**Article:**
This guide walks you through using FIDO2 as an encryption provider for VHSM.

Overview

The FIDO2 provider uses FIDO2/WebAuthn authentication to protect your dotenvx private keys. This provides hardware-backed security with the following benefits:

  • Hardware Security: Keys are derived from FIDO2 credentials
  • User Presence Required: Authentication required for decryption (PIN, biometric, touch, etc.)
  • Cross-Platform: Works on Windows, macOS, and Linux
  • No Password: No password to remember or forget
  • Multiple Options: Supports Windows Hello, hardware security keys, and mobile authenticators

Requirements

  1. FIDO2-Compatible Authenticator

    • Windows Hello: Built-in PIN, fingerprint, or facial recognition (Windows 10/11)

**Problem requirements:** Copy the FIDO2 guide, starting with "This guide walks" and going on through "biometric, touch, etc.)", and swap "provider" for "backend" wherever it occurs.

**Information provided:**
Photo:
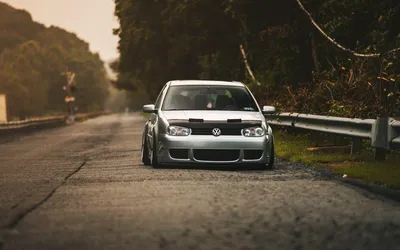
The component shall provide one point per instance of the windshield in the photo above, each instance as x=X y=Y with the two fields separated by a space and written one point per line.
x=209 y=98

**Expected output:**
This guide walks you through using FIDO2 as an encryption backend for VHSM.

Overview

The FIDO2 backend uses FIDO2/WebAuthn authentication to protect your dotenvx private keys. This provides hardware-backed security with the following benefits:

  • Hardware Security: Keys are derived from FIDO2 credentials
  • User Presence Required: Authentication required for decryption (PIN, biometric, touch, etc.)